## Given data
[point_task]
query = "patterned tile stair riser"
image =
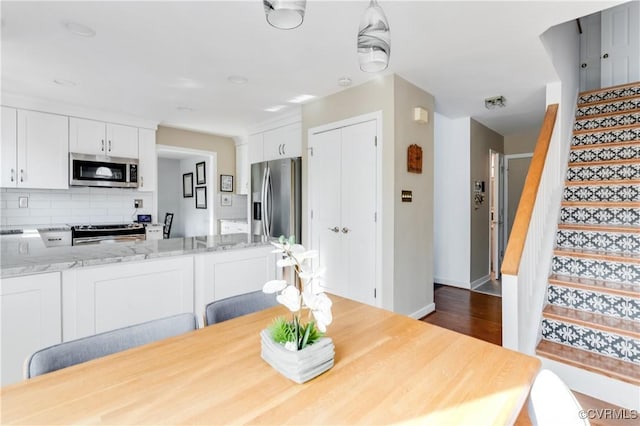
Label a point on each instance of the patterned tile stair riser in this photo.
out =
(611, 94)
(613, 345)
(608, 108)
(608, 193)
(625, 119)
(616, 271)
(611, 242)
(606, 136)
(581, 173)
(599, 215)
(626, 152)
(618, 306)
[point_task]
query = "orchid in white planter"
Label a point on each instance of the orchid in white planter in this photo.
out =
(304, 293)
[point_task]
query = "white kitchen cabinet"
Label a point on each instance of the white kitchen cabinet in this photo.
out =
(98, 299)
(256, 148)
(147, 160)
(243, 170)
(9, 147)
(283, 142)
(219, 275)
(31, 319)
(38, 156)
(100, 138)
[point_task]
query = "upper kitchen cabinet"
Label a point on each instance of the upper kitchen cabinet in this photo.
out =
(100, 138)
(34, 150)
(283, 142)
(147, 160)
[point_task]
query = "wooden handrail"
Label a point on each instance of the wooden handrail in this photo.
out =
(518, 236)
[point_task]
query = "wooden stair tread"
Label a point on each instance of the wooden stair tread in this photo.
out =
(603, 162)
(598, 255)
(628, 229)
(601, 286)
(592, 320)
(604, 145)
(605, 129)
(610, 367)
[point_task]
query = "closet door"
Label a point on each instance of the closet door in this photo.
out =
(324, 200)
(358, 226)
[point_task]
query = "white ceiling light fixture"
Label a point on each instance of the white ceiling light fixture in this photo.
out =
(495, 102)
(238, 79)
(301, 98)
(374, 39)
(78, 29)
(284, 14)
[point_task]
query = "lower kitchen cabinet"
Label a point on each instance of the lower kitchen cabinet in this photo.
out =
(98, 299)
(224, 274)
(30, 319)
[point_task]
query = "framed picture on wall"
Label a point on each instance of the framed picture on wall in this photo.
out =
(187, 185)
(201, 197)
(226, 183)
(201, 175)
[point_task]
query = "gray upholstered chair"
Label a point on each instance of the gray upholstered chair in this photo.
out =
(85, 349)
(235, 306)
(551, 402)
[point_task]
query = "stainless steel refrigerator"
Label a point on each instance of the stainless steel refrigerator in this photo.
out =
(276, 198)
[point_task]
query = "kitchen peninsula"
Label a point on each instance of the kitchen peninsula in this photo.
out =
(56, 294)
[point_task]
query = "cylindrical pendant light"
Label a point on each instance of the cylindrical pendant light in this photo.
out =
(374, 39)
(284, 14)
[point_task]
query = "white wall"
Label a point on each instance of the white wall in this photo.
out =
(452, 206)
(77, 205)
(170, 194)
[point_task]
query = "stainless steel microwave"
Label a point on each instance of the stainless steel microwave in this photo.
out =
(97, 170)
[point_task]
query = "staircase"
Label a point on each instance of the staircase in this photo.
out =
(592, 317)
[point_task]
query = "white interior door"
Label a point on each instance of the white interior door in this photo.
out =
(590, 52)
(358, 227)
(324, 201)
(621, 44)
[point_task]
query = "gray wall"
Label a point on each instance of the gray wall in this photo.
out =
(482, 140)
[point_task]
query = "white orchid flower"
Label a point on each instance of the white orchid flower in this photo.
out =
(274, 286)
(320, 306)
(290, 297)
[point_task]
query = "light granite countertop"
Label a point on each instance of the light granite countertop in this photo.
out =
(29, 256)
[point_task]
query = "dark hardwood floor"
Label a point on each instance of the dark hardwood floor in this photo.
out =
(480, 315)
(467, 312)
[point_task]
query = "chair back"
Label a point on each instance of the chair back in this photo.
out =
(168, 220)
(81, 350)
(551, 402)
(235, 306)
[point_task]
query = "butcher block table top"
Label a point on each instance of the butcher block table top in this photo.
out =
(389, 369)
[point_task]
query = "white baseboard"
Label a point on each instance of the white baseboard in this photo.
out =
(453, 283)
(613, 391)
(480, 281)
(423, 311)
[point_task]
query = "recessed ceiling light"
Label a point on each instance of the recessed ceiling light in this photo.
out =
(344, 81)
(301, 98)
(78, 29)
(238, 79)
(65, 83)
(275, 108)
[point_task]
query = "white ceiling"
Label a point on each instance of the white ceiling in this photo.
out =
(149, 58)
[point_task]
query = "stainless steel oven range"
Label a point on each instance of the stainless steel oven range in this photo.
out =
(100, 234)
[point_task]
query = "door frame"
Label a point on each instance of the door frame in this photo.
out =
(505, 197)
(377, 116)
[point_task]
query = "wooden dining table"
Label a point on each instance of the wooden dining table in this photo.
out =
(389, 369)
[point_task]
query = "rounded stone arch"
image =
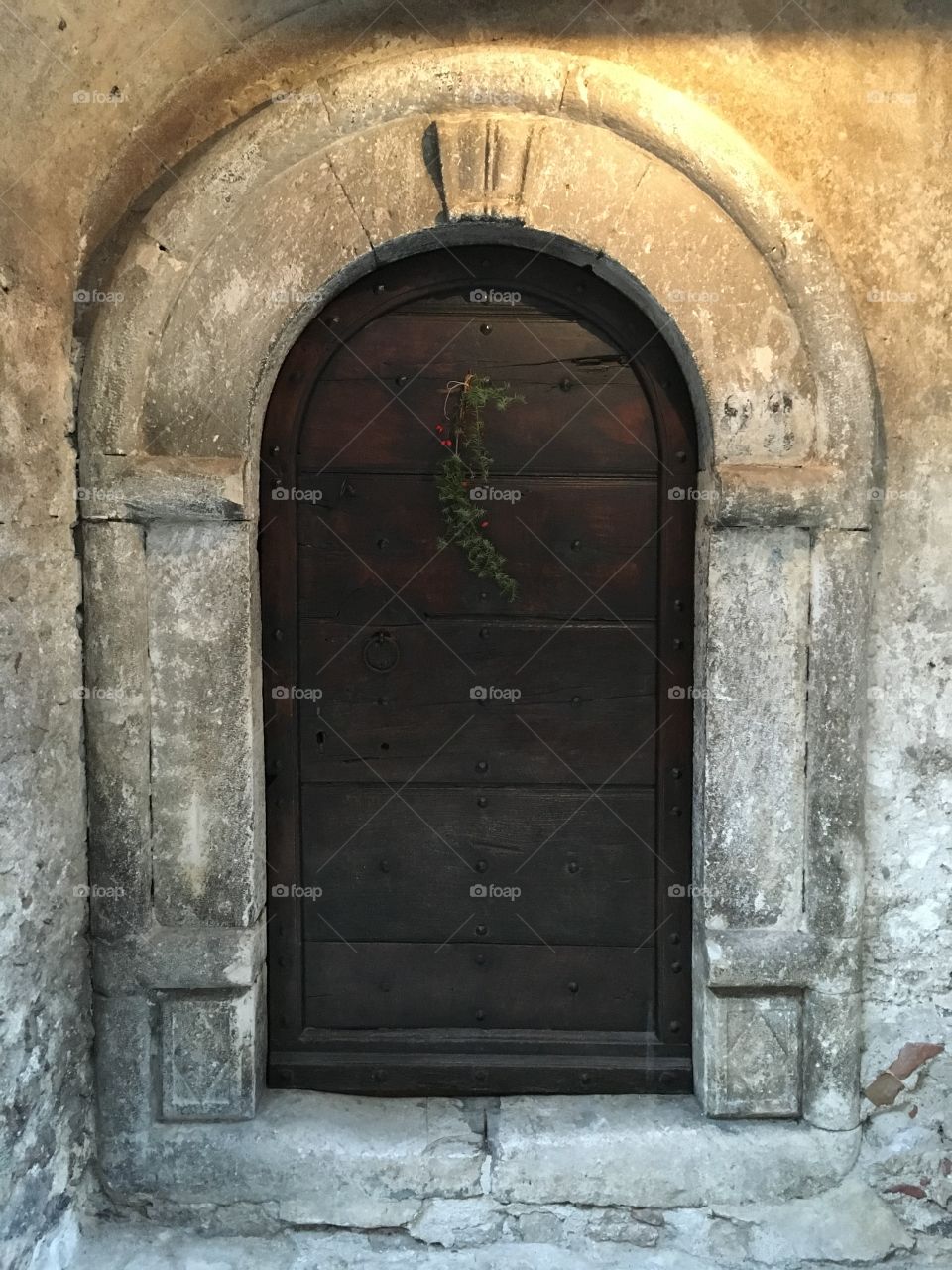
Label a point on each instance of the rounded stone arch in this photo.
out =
(655, 193)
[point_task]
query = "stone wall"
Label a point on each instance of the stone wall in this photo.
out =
(849, 107)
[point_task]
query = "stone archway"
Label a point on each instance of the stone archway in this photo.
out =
(222, 275)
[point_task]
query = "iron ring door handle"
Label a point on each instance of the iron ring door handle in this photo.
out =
(381, 652)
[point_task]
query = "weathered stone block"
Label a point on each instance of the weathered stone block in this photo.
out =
(117, 725)
(123, 1069)
(752, 1060)
(413, 200)
(835, 721)
(483, 163)
(754, 707)
(832, 1038)
(207, 779)
(186, 957)
(209, 1057)
(653, 1152)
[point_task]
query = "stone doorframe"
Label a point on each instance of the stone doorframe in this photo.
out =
(578, 158)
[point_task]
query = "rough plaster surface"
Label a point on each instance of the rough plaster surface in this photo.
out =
(857, 125)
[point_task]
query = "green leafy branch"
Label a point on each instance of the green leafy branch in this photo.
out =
(466, 466)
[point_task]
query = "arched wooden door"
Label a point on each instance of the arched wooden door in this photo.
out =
(479, 808)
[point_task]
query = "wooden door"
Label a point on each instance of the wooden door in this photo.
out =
(479, 808)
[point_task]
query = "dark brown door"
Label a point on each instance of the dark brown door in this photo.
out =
(479, 808)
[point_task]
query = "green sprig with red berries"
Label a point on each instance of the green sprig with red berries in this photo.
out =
(466, 466)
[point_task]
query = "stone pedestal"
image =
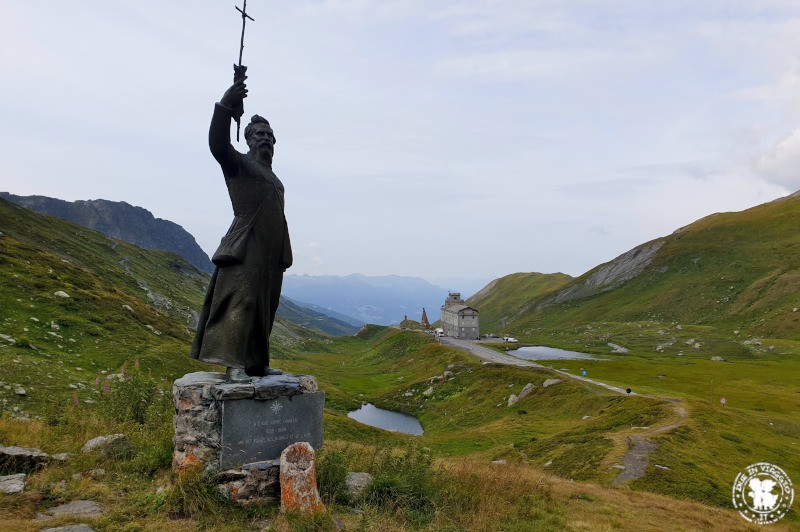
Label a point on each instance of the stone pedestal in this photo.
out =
(237, 431)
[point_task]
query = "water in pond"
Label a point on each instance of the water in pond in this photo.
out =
(373, 416)
(540, 352)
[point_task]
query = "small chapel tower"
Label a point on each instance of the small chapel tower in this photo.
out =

## What is required
Keep the pictures out of your copy, and repeat every entry above exactly.

## Correct answer
[point_task]
query = "patterned tile stair riser"
image =
Label a point on each instance of the patterned tile stair riser in this photo.
out =
(611, 94)
(613, 345)
(608, 108)
(608, 193)
(625, 119)
(616, 271)
(611, 242)
(606, 136)
(581, 173)
(599, 215)
(626, 152)
(618, 306)
[point_task]
query = "orchid in white planter"
Label a point on each instance of the orchid in white planter in this photo.
out =
(304, 293)
[point_task]
query = "white kitchen cabinet"
Label a point on each instance of the white kitchen cabinet in this photo.
out =
(98, 299)
(256, 148)
(147, 160)
(243, 170)
(9, 147)
(283, 142)
(219, 275)
(31, 319)
(38, 156)
(100, 138)
[point_task]
query = "upper kitchen cabinet"
Label a point on each instance of the upper kitchen cabinet in this photo.
out =
(100, 138)
(34, 150)
(283, 142)
(147, 160)
[point_task]
query = "wooden handrail"
Label a point on each instance of the wooden handrail in this photo.
out =
(518, 236)
[point_task]
query = "wooden stair tread"
Label a point on each instance of the wooden stair tread in this photo.
out =
(603, 162)
(598, 255)
(628, 229)
(601, 286)
(592, 320)
(604, 145)
(605, 129)
(610, 367)
[point_task]
query = "closet door"
Label a point on each instance of the closet door in this photo.
out =
(324, 200)
(358, 226)
[point_task]
query = "white ceiling light fixture"
Label a point on each instance of the white ceiling light fixture in this photo.
out =
(495, 102)
(238, 79)
(301, 98)
(374, 39)
(78, 29)
(284, 14)
[point_task]
query = "lower kitchen cabinet"
Label a point on each instance of the lower kitchen cabinet in this photo.
out =
(98, 299)
(224, 274)
(30, 319)
[point_task]
query = "framed picture on wall"
Label a point on each instance of the framed picture on wall in this photo.
out =
(187, 185)
(201, 197)
(226, 183)
(201, 175)
[point_task]
query = "gray upholstered chair"
Label a point on each instance of the gray upholstered chair in this photo.
out =
(85, 349)
(235, 306)
(551, 402)
[point_task]
query = "stainless steel refrigerator"
Label a point on each instance of the stainless steel refrigerator in this photo.
out =
(276, 198)
[point_task]
query = "kitchen peninsula"
Label a point on each instance of the kitchen peninsula in this photo.
out =
(56, 294)
[point_task]
query = "cylindrical pendant light"
Label a point on each instance of the cylindrical pendant light in this photo.
out =
(374, 39)
(284, 14)
[point_task]
query = "white wall"
Label a point on each instance of the white wall in this photo.
out =
(452, 206)
(77, 205)
(170, 194)
[point_task]
query = "stainless steel microwave"
Label a point on each instance of the stainless steel microwave in this photo.
out =
(97, 170)
[point_task]
query = "staircase"
Label a point on each instance of the staircase in this photo.
out =
(592, 317)
[point_task]
query = "white interior door"
Label a point on each instance of the white interior door in this photo.
out =
(590, 52)
(358, 227)
(324, 201)
(621, 44)
[point_task]
query = "gray wall"
Label a point on each instance of the gray wall in this photo.
out =
(482, 140)
[point_task]
query = "white orchid flower"
Label a point on each instance of the white orchid flower in this photo.
out =
(274, 286)
(320, 306)
(290, 297)
[point_task]
query = "light granite countertop"
Label a point on each instance of the light granite countertop in this photo.
out =
(29, 256)
[point_task]
query = "dark hardwood floor"
Label a point on each instance of the dark hardwood floor in this photo.
out =
(480, 315)
(467, 312)
[point_task]
query = "chair back"
Label a point on each instance of the chair back in this photo.
out =
(168, 220)
(81, 350)
(551, 402)
(235, 306)
[point_task]
query = "butcher block table top"
Label a point on each instance of the butcher block table top in this photo.
out =
(389, 369)
[point_task]
query = "white baseboard"
Label a point on each instance of the white baseboard in this photo.
out =
(453, 283)
(613, 391)
(480, 281)
(423, 311)
[point_task]
query = "recessed ceiling light"
Label a point on each instance of the recessed ceiling light in this photo.
out =
(344, 81)
(301, 98)
(78, 29)
(238, 79)
(65, 83)
(275, 108)
[point_task]
query = "white ceiling"
Label a point on each instance of the white ceiling in this photo.
out =
(149, 58)
[point_task]
query = "stainless steel oven range"
Label a point on each instance of the stainless steel oven range in this photo.
out =
(100, 234)
[point_task]
query = "door frame"
Label a point on each instance of the door frame in this photo.
out =
(505, 197)
(377, 116)
[point_task]
query = "wooden dining table"
Label a point on each instance of the wooden dining table in this photo.
out =
(389, 369)
[point_task]
query = "rounded stone arch"
image =
Label a point on each instance of the rounded stone arch in this photo.
out =
(655, 193)
[point_task]
query = "stone wall"
Label a point on each instance of the stone wall in this photo.
out =
(849, 107)
[point_task]
query = "stone archway"
Label a point on each instance of the stone archway in this photo.
out =
(222, 275)
[point_task]
query = "iron ring door handle"
Label a point on each instance of the iron ring door handle in this photo.
out =
(381, 652)
[point_task]
query = "weathered stone block"
Label a point on each instance of the weathered stone block in this photo.
out =
(117, 725)
(123, 1069)
(752, 1060)
(413, 200)
(835, 721)
(483, 163)
(754, 707)
(832, 1038)
(207, 779)
(186, 957)
(209, 1057)
(653, 1152)
[point_task]
query = "stone doorframe"
Label a point on each instance of the stone doorframe in this photo.
out =
(578, 158)
[point_task]
query = "rough plaster surface"
Label a point on each instance of the rough plaster surface in this photo.
out =
(857, 125)
[point_task]
query = "green leafy branch"
Label a point on each instance of the green leafy branch in this photo.
out =
(466, 466)
[point_task]
query = "arched wooden door"
Label a point on each instance of the arched wooden door in this photo.
out =
(479, 808)
[point_task]
query = "wooden door"
Label a point on each instance of the wooden door in this photo.
out =
(479, 808)
[point_task]
query = "dark brown door"
Label a point on each instance of the dark brown door in this photo.
out =
(479, 808)
[point_task]
query = "green sprig with red berries"
Label a point on each instance of the green sprig with red berries in this photo.
out =
(466, 466)
[point_task]
query = "stone pedestal"
image =
Label a point on each instance of the stone pedestal in this photo.
out =
(237, 431)
[point_task]
query = "water in pond"
Label a point on each instance of the water in pond in this photo.
out =
(373, 416)
(540, 352)
[point_task]
query = "small chapel tower"
Label a point on each instance of the small chapel tower in this photo.
out =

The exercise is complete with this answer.